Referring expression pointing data

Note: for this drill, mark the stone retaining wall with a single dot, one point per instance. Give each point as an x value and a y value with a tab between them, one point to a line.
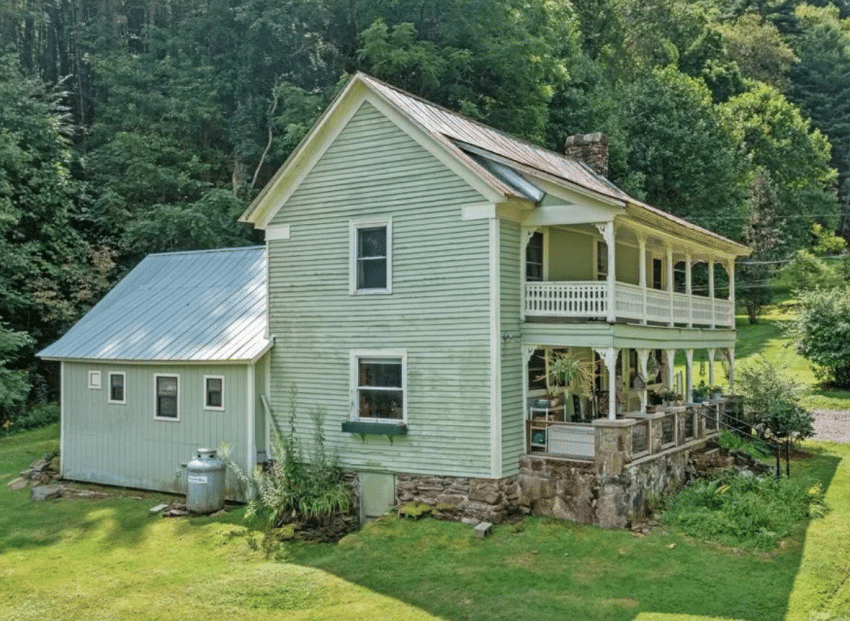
475	500
579	491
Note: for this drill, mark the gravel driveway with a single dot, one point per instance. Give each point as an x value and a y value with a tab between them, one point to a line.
832	426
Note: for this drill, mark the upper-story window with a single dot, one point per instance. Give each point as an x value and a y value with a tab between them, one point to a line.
371	256
534	258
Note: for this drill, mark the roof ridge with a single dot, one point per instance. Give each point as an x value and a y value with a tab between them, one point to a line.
177	252
463	116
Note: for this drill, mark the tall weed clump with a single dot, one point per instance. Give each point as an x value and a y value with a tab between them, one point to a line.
745	511
295	485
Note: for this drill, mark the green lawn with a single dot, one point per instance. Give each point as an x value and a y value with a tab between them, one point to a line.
768	337
107	559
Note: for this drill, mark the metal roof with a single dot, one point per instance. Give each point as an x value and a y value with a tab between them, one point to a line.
474	143
207	305
446	125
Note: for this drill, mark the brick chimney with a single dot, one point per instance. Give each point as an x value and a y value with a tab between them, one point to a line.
592	149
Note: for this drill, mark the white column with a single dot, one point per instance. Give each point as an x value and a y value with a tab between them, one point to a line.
670	283
730	352
731	271
609	359
711	289
525	237
643	356
711	381
689	289
642	274
671	358
611	279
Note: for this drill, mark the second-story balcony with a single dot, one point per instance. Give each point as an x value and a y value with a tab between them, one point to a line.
592	300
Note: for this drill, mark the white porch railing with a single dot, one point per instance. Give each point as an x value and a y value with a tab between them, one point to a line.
589	300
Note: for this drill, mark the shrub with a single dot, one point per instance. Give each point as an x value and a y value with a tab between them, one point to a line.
747	511
772	400
822	332
295	486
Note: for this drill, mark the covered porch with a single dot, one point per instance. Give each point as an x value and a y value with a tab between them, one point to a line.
625	270
635	390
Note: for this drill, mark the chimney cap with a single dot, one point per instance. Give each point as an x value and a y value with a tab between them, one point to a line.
586	139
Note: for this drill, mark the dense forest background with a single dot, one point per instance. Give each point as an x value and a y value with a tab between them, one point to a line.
137	126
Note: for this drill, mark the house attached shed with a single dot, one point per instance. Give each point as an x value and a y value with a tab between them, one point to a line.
173	359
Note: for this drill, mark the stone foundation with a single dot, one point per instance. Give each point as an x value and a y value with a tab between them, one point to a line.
607	492
474	500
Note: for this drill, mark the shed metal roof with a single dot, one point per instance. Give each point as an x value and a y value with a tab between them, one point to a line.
207	305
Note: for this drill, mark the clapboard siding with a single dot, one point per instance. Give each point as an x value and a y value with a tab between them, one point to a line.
439	309
123	445
512	356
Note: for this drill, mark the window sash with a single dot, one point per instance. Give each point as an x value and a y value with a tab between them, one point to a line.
214	391
371	257
116	387
380	389
167	393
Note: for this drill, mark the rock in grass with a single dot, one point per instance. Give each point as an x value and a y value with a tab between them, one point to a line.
46	492
19	483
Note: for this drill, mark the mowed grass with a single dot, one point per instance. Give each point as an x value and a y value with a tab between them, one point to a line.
769	338
107	559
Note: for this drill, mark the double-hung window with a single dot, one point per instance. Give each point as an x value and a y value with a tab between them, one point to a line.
371	256
117	382
380	386
167	395
213	392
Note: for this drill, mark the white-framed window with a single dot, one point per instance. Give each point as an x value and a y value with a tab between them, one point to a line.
371	244
117	387
379	386
166	397
213	392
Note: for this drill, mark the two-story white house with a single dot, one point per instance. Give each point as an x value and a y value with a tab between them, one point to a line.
423	269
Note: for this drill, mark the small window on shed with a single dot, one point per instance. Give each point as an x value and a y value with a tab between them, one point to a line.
116	387
213	392
167	388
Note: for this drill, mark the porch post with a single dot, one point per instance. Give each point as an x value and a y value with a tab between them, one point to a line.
642	274
609	359
689	289
730	352
608	234
671	357
731	271
670	283
711	289
711	351
525	237
643	356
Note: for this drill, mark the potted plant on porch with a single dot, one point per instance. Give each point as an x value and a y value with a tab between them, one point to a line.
568	373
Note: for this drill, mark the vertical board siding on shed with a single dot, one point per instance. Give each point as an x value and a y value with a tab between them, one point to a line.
512	356
438	311
123	444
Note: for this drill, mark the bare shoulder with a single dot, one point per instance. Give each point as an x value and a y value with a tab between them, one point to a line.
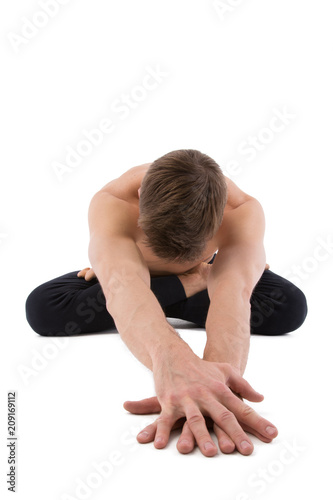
126	186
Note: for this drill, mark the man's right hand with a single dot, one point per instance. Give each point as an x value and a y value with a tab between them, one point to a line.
194	388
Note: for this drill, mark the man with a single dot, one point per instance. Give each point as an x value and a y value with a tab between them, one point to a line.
176	238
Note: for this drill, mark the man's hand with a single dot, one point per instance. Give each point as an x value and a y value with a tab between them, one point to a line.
196	389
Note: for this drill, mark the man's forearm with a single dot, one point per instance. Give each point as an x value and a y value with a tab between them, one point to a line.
228	327
140	319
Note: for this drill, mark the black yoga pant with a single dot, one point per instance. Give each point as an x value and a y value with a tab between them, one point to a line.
69	305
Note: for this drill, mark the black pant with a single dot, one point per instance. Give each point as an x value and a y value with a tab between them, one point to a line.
69	305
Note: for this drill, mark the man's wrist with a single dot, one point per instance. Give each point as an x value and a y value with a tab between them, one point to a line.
170	350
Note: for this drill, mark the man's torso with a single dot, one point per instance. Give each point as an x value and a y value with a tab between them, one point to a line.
126	188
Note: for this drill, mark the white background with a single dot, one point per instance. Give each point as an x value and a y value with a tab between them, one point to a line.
224	74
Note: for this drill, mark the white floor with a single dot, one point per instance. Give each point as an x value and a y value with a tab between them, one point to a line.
214	76
70	419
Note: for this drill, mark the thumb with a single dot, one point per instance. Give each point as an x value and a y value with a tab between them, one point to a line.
239	385
144	406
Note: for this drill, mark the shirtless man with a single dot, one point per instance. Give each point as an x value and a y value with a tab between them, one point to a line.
153	233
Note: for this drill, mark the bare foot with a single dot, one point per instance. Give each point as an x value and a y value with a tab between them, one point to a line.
195	281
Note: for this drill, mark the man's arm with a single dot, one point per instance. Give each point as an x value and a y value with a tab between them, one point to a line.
236	270
125	280
186	386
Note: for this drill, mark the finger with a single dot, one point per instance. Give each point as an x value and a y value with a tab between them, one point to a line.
225	443
243	388
148	405
197	425
147	434
227	421
186	441
164	425
90	275
245	414
249	429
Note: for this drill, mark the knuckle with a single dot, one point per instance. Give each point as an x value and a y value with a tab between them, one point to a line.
220	388
226	417
247	411
195	419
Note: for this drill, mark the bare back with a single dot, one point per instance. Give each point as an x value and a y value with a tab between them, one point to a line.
126	188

- What the task asks
Transcribe the data word for word, with no images.

- Answer
Note: for this drill, mark the stone retaining wall with a single dot, one point per instance. Give each point as an x value and a y value with a tab between them, one point to a line.
475	500
579	491
Note: for this drill, mark the gravel driveway with a single dot, one point per instance. Give each point as an x value and a y value with a tab between them, one point to a line.
832	426
Note: for this drill, mark the upper-story window with a single dot, one point per instance. Give each point as an x value and a y value with a tab between them, one point to a line.
371	256
534	258
Note: for this drill, mark the roof ridge with a single dot, one point per instance. Give each point as an x value and a y value with a tab between them, one point to a line.
177	252
463	116
Note: for this drill, mark the tall weed clump with a single dot, one point per instance. Give each point as an x value and a y value with a tab between them, one point to a line.
745	511
295	485
Note: for this drill, mark the green lawn with a single dot, one point per instance. Give each point as an x value and a y value with a tab between them, one point to a line.
768	337
107	559
Note: for this drill, mark the metal roof with a single dot, one point per instance. Give each point as an x value and a y value with a tab between them, one point to a line.
474	143
207	305
446	125
Note: for this drill, mark the brick chimney with a single dot, one point per instance. Give each point as an x value and a y value with a tab between them, one point to a line.
592	149
Note: for this drill, mark the white column with a single dot, one point per instance. Give each point as an x value and a y value with a tab between them, one point to a line.
670	283
730	352
731	271
609	359
711	289
525	237
643	356
711	381
689	289
642	274
671	358
611	279
Note: for this drill, mark the second-story balcony with a single dot, one point per instance. Give each point as an x value and a y value with a tab between them, one point to a line.
592	300
Note: for this drill, mark the white porch railing with a single dot, one point per instance. Give each point as an x value and a y value with a tab between them, one point to a line.
589	300
Note: for this drill, mark the shrub with a single dot, one point per instance. Give each point as an x value and a y value with a tab between them, one point to a line.
747	511
772	400
822	332
295	486
Note: for this drill, mark the covered porch with a single dot, one point per instance. Give each point as an x value and a y value with a tab between them, one point to a line.
625	270
635	390
Note: for this drill, mark the chimney cap with a single dot, one point per instance. Give each point as an x value and a y value with a tab between them, one point to a line.
586	139
Note: for this drill, mark the dense forest background with a single dot, one point per instance. Give each point as an x value and a y value with a tab between them, one point to a line.
137	126
Note: for this drill, mark the house attached shed with a single dot, one point per instance. Give each point as an x value and a y value with a tab between them, one point to a line.
173	359
Note: for this drill, mark the stone foundation with a single dot, one point per instance. Give each point as an x value and a y value with a tab between them, one point to a line.
607	492
474	500
Note: for this drill, mark the shed metal roof with a single dot, one point per instance. Give each point as an x value and a y value with a tab between them, one point to a line.
207	305
Note: for this drill, mark the clapboard siding with a single dot, one point per instance. Give each point as an x value and a y value with a tab between them, one point to a line.
439	309
123	445
512	356
Note: for this drill, mark the window sash with a single dot, one point per instance. Give each point as an x value and a y value with a tab between them, one point to a line.
214	391
371	257
116	387
380	389
167	393
Note: for this drill, mark the rock in grass with a single dot, one point per instance. Give each point as an x value and a y value with a tab between them, one point to a line.
46	492
19	483
Note: for this drill, mark the mowed grass with a single dot, one point per instance. Give each point as an x value and a y value with a tab between them, one point to a line.
769	338
107	559
Note: for this drill, mark the double-hung window with a single dot, one point per instance. Give each point as an x value and a y value with a tab between them, one point to a line.
371	256
117	382
380	386
167	395
213	392
Note: for this drill, mark the white-framed window with a single dot, one point per instance. Give each point as an x value and a y value with a tab between them, one point to a line.
371	244
117	387
379	386
166	397
213	392
Note: for this drill, mark the two-story white house with a single dot, one point per instance. Give each point as an x value and a y value with a tab between them, one point to a line.
423	269
Note: for this drill, mark the small window on shed with a single dot, one point per instance. Give each point as an x value and a y value with a tab between them, one point to a line.
116	387
213	392
167	388
Note: for this drill, mark the porch post with a single dot, one point per instance. Give each point as an x value and a y value with a tab between them, one point to a line.
642	274
609	359
689	289
730	352
608	234
671	357
731	271
670	283
711	289
711	351
525	237
643	356
Note: for this drill, mark the potted plant on porch with a single dot, one point per instance. Give each point as an x value and a y value with a tab between them, one point to a line.
568	373
Note: for this drill, mark the vertical board siding on shed with a single dot, one point per instance. Give each point as an x value and a y value with a tab between them, one point to a line.
512	356
438	311
123	444
Note: for this drill, mark the bare shoulder with a single dot, one point per instance. Give each point as an x value and a y value with a tab between them, one point to a line.
126	186
Note: for this drill, mark the man's right hand with a single dot, one point per instance. Give each point as an x value and a y value with a tab between them, one point to a line.
194	388
Note: for this drill, mark the man with a single dot, one point per instance. Give each point as an x value and a y value with a tab between them, one point to a line.
176	238
Note: for this drill, mark the man's hand with a single dot, one point per instance. Give each point as an x value and a y value with a tab between them, one point to a line.
196	389
Note: for this drill, mark the man's forearm with a single dot, one point per instance. Give each point as an x value and a y value with a tab between them, one point to a line.
228	327
140	319
Note: for this drill, mark the black yoga pant with a single dot, one point per instance. Give each point as an x value and a y value with a tab between them, one point to a line.
69	305
Note: for this drill, mark the black pant with a single dot, one point per instance. Give each point as an x value and a y value with a tab between them, one point to a line.
69	305
Note: for this drill, mark the man's wrist with a single dot, one point per instance. Give each point as an x value and a y value with a tab between them, one point to a line.
170	350
Note: for this drill, mark the man's torso with a single dot, one point per instance. Give each point as an x value and a y value with a tab between them, one point to a line.
126	188
Note: for this drill, mark the white background with a single dot, one point per instance. Give each point as an x value and a y value with a tab between them, one point to a line.
224	74
Note: for this drill, mark the white floor with a single dot, one point per instance. Give each point as an x value and a y value with a tab between them, one point to a line.
214	76
70	419
Note: for this drill, mark the thumb with a single dot, one point per instance. Give each point as an x value and a y value with a tab between them, one point to a line.
239	385
144	406
Note: for this drill, mark the shirtless man with a single dot, one point per instance. Give each point as an x value and a y value with a tab between them, one point to a line.
153	233
Note: for this drill, mark the bare foot with a single dot, one point per instance. Give each point as an x value and a y value with a tab between them, one point to a line.
195	281
Note: for this drill, mark the man's arm with a single dot, one point per instance. Give each point as an x value and a y value with a tab between them, one point to a line.
236	270
125	280
186	386
Note: for this drill, mark the finger with a single dot, one point per instance. Give each point as an x value and a y value with a tab between them, one point to a line.
225	443
243	388
148	405
197	425
147	434
227	421
186	441
164	425
90	275
245	414
249	429
Note: for this drill, mark the knuckle with a single dot, one point per instance. Give each point as an x value and a y value with a tab between them, one point to a line.
220	388
226	417
247	411
195	419
Note: for this drill, mark the bare back with a single dot, one point per instance. Give each point as an x value and a y value with a tab between them, one point to a line.
126	188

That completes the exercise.